## ARBEITSAUFTRAG
Stimmen die Aussagen (a), (b) und (c) mit dem Textabschnitt überein? Beantworte jede mit Ja oder Nein und zitiere dazu wörtlich die entscheidenden Worte des Textabschnitts.
(a) Die Tochter bekam für ihren Besuch bei Fanny einen Termin am Freitag.
(b) Franz ist Asthmatiker.
(c) Franz widerspricht dem Vorschlag, im Regen schwimmen zu gehen.

## TEXTABSCHNITT

=====

24. Oktober Wir sind uns tagsüber aus dem Weg gegangen. Da stehen noch die gedachten, aber nicht ausgesprochenen Worte in der Küche. Rückzug auf beiden Seiten – er unten, ich oben. Er findet seine alten CDs und hört Musik. Super, vielleicht entspannt ihn das.
Anruf bei der neunzigjährigen Fanny, einer nahen Verwandten, die ich die letzten Monate intensiv betreut und mich gegen den Dschungel der Bürokratie erfolgreich gewehrt habe. Nun ist sie endlich auf Reha, aber in dieser Fachklinik herrschen geradezu diktatorische Zustände. Besuch nur nach Vereinbarung mit Covid-Test und Zertifikat. Meine Tochter wollte sie besuchen und rief am Freitag an – nächster Termin am Donnerstag um elf Uhr. »Ich bin berufstätig«, meinte meine Tochter freundlich bittend. Aber nix da, Pech gehabt. Dann erzählt mir Fanny von der lauten Mitbewohnerin, über die sie sich beschwert habe, wofür sie aber gerügt worden sei. Im Hintergrund fängt die Bettbewohnerin an zu schimpfen und zu schreien. Mir tut Fanny leid. Es ist unfassbar, wie alte Menschen in Deutschland behandelt werden. Ich werde eine Beschwerde schreiben, so wie ich es schon bei der Krankenkasse und den Krankenhäusern tat – mit Erfolg. Es liegt an uns, nicht wegzuschauen. Missstände müssen aufgedeckt werden.
Heutiges Seniorenprogramm: zu Fuß Richtung Playa San Marcos, halbe Stunde hin und halbe retour. Als Asthmatiker hat Franz Angst, dass ihm die Luft ausgeht. Abhilfe ein Schub Cortison. Sein Knie ist sowieso unberechenbar. Es beginnt zu nieseln, als wir uns dem Auto nähern. »Und jetzt fahren wir an den Strand und gehen eine Runde schwimmen. Das tut deinem Knie gut«, sage ich forsch. »Aber es regnet!« »Na und? Das Meer ist warm und heute ruhig genug.« Er widerspricht nicht.

=====

## DATENAUSZUG
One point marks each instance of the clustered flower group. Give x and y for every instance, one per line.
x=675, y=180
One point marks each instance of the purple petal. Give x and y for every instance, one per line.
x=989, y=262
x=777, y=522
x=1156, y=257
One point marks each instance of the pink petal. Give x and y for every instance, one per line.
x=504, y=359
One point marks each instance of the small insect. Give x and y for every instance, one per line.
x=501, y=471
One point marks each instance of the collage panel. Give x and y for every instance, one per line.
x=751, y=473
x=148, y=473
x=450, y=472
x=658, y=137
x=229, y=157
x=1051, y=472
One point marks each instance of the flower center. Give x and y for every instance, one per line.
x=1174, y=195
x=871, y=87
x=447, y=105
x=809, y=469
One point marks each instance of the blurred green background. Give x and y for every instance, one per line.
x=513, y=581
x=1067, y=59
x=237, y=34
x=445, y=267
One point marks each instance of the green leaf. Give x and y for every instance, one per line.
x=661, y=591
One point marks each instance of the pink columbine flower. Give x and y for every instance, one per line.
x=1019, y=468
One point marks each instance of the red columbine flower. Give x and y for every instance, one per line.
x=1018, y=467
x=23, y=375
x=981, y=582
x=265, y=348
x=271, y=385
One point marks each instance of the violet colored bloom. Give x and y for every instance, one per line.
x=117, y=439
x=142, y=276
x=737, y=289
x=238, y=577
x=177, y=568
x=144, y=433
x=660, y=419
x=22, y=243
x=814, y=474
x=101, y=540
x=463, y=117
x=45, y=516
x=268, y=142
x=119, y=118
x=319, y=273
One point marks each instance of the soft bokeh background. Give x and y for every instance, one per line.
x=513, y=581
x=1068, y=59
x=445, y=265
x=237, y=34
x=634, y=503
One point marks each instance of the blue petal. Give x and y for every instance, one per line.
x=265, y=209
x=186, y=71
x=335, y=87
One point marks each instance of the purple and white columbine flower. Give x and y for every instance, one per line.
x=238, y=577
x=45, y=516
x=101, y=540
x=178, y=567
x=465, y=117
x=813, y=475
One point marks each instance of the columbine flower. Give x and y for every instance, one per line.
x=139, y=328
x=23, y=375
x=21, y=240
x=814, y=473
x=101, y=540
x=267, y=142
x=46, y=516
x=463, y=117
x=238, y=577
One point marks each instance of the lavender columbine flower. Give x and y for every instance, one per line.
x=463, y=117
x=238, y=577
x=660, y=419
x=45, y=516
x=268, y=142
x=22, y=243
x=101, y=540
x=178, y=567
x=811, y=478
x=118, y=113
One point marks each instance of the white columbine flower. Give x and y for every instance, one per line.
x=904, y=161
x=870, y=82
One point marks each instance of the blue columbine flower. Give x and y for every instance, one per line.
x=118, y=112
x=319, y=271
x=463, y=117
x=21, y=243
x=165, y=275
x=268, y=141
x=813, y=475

=====

## LÖSUNG
(a) Nein: „rief am Freitag an – nächster Termin am Donnerstag um elf Uhr“
(b) Ja: „Als Asthmatiker hat Franz Angst, dass ihm die Luft ausgeht.“
(c) Nein: „Er widerspricht nicht.“